**Excerpt to read**

Cape Town – Suddenly South Africa’s long-time fragility at wing and fullback is just beginning to look as though it may transform into a strongpoint in time for the next World Cup.

Let the try count from the victorious Emirates Airline Park thrill ride against England tell it all: four of the five Springbok dot-downs went the way of back-three members (S’bu Nkosi 2, Aphiwe Dyantyi, Willie le Roux).

These are traditionally key strike positions - something certainly still hugely relevant to premier world outfit the All Blacks – but the Boks, in the embers and immediate follow-up of Bryan Habana’s great reign and gradual fading from the scene of JP Pietersen, went through a lengthy period where returns from the berths were notably poor.

Especially in the Allister Coetzee two-year tenure as national coach, defensive competence nose-dived all too markedly in the positions as well.

Yet week after week and month after month “Toetie” only helped bury himself, really (he did make certain advances in other areas at times) through his inertia in selection among the fullbacks and wings.

**Given task a**
Rewrite the stretch of the rugby passage from "Let the try" through "Willie le Roux).", changing "thrill ride" to "encounter".

**Dataset rows**
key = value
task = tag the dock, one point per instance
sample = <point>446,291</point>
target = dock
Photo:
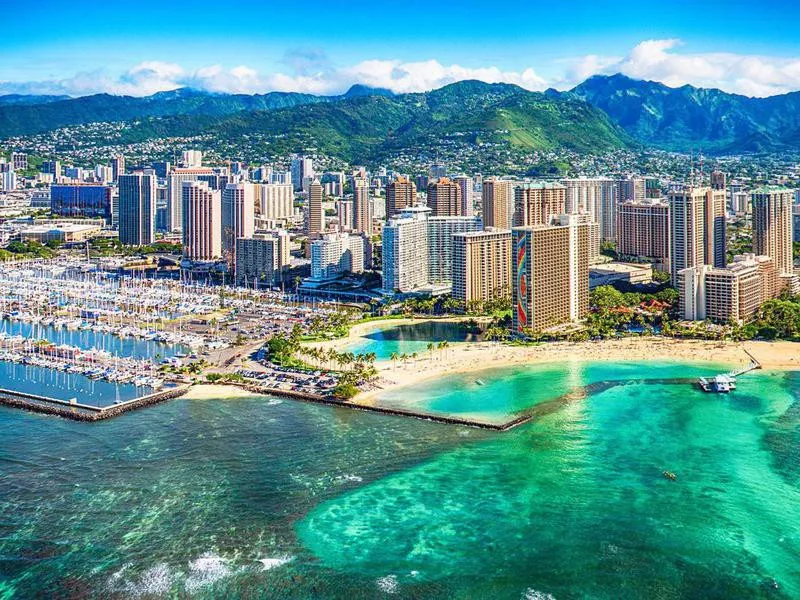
<point>76,411</point>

**Given task b**
Copy all of the rows above in full, including their requests, with 98 added to every coordinate in the answers. Leave the pictures out.

**Exercise answer a**
Let the try count from the victorious Emirates Airline Park encounter against England tell it all: four of the five Springbok dot-downs went the way of back-three members (S’bu Nkosi 2, Aphiwe Dyantyi, Willie le Roux).

**Exercise answer b**
key = value
task = tag the dock, one point per instance
sample = <point>446,291</point>
target = dock
Photo:
<point>174,509</point>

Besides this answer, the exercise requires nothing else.